- Extrait fourni

++++++++++

LONDRES – Lorsque l’universitaire et juriste international britannique Philippe Sands a reçu en 2010 une invitation à donner une conférence dans la ville ukrainienne de Lviv, il n’aurait jamais pu imaginer le voyage de dix ans qui allait s’ensuivre.
Un voyage dans lequel Sands a tenté de découvrir la vérité sur la vie et la mort d’Otto von Wächter, le gouverneur nazi de la ville où 80 membres de la famille de son grand-père ont péri pendant la guerre.
Et c’est une quête que Sands a entreprise dans le cadre d’un partenariat – complexe, franc, mais aussi, chaleureux – avec le fils de Wächter, Horst, âgé de 81 ans.
Cette histoire extraordinaire est racontée par Sands dans son nouveau livre passionnant, The Ratline. Il revient sur la responsabilité de Wächter dans les horreurs qui se sont produites sous sa surveillance en Galicie en temps de guerre. Il met également à nu les trahisons et les compromis sordides des premières années de la Guerre froide, alors que Wächter cherchait à échapper à la justice avant sa mort mystérieuse à Rome en 1949.

++++++++++

- Données du jeu
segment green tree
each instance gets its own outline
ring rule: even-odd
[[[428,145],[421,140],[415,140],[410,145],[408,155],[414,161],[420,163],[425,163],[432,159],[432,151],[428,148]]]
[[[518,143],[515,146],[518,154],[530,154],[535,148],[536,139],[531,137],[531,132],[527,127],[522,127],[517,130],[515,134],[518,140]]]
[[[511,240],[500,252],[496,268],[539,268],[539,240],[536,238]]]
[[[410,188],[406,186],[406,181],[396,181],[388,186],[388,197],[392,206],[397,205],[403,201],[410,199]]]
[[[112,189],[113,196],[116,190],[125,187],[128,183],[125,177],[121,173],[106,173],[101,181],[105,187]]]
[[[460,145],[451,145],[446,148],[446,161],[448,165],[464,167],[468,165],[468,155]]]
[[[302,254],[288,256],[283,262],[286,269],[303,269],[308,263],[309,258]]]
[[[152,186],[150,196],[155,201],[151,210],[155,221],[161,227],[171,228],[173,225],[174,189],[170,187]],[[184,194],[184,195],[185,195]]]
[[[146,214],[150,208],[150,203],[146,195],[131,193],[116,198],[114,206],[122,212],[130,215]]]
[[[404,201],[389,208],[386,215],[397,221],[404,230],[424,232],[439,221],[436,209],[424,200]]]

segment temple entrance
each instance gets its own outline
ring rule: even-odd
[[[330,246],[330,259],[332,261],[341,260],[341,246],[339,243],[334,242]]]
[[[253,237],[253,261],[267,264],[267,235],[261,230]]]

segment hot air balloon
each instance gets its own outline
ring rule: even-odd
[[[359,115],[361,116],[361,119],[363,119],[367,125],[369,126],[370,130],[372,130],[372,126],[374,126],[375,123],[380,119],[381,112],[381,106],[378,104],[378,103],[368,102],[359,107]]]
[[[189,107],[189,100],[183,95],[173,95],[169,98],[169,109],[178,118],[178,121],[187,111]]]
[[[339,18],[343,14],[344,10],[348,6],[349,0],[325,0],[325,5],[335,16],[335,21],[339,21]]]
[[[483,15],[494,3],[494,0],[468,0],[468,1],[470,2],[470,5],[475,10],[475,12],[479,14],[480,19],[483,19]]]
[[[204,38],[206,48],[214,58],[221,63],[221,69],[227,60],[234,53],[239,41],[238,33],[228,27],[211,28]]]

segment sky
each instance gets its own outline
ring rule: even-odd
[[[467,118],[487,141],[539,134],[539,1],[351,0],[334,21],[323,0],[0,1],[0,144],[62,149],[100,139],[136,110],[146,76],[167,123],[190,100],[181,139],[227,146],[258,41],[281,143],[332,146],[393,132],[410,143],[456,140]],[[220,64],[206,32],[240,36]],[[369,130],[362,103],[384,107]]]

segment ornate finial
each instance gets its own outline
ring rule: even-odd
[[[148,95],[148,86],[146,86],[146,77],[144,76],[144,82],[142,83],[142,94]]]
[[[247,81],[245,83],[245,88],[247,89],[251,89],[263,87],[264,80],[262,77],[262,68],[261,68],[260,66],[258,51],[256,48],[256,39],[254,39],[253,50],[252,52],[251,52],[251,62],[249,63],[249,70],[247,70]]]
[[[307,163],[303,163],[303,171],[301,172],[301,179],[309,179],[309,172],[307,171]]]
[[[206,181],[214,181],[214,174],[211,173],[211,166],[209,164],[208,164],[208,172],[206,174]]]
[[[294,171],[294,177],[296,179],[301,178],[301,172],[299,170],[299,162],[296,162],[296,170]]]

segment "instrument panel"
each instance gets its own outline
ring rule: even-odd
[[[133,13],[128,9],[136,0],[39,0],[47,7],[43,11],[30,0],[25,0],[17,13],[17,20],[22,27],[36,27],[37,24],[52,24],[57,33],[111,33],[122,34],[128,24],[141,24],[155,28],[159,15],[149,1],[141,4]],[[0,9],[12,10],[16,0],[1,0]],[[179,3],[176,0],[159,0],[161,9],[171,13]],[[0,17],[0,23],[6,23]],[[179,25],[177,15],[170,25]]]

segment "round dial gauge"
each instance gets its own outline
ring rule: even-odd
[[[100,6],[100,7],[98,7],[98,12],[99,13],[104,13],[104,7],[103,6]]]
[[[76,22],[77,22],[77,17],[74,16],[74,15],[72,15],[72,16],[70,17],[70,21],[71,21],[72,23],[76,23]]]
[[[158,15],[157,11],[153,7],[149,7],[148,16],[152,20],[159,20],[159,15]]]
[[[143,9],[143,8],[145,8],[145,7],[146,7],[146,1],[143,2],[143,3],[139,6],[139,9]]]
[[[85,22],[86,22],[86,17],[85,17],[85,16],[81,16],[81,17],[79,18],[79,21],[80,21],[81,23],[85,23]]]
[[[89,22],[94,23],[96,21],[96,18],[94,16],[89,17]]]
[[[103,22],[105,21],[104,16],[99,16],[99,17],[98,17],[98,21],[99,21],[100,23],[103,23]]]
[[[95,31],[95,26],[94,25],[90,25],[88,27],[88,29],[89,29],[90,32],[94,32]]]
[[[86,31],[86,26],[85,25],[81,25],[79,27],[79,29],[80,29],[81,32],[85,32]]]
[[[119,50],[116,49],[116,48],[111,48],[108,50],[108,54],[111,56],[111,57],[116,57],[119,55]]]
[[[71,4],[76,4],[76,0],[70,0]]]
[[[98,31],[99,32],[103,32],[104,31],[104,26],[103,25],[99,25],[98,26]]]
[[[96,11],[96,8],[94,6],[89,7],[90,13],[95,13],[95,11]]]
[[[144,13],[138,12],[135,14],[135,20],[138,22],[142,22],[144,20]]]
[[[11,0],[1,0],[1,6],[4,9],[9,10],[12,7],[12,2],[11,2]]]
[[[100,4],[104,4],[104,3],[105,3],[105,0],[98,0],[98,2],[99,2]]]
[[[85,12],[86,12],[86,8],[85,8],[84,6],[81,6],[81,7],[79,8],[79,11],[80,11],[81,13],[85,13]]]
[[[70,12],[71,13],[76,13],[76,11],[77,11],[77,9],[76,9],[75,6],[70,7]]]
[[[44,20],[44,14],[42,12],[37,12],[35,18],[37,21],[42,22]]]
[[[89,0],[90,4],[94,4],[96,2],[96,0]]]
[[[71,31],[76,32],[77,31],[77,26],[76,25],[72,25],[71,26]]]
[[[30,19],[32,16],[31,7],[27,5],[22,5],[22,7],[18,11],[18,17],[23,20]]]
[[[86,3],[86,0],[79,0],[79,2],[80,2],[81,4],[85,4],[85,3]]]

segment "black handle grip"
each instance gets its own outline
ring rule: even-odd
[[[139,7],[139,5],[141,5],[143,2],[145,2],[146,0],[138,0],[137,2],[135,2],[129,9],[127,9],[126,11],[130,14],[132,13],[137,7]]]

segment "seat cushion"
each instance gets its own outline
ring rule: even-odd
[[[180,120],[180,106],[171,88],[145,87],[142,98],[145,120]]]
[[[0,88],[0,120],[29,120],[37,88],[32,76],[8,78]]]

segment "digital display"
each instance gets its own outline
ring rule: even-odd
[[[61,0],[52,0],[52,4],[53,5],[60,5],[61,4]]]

++++++++++

- Consigne
D'après l'extrait, dans quelle ville et en quelle année Otto von Wächter est-il mort ? La liste constitue un matériau indépendant de l'extrait.

- Réponse
À Rome, en 1949.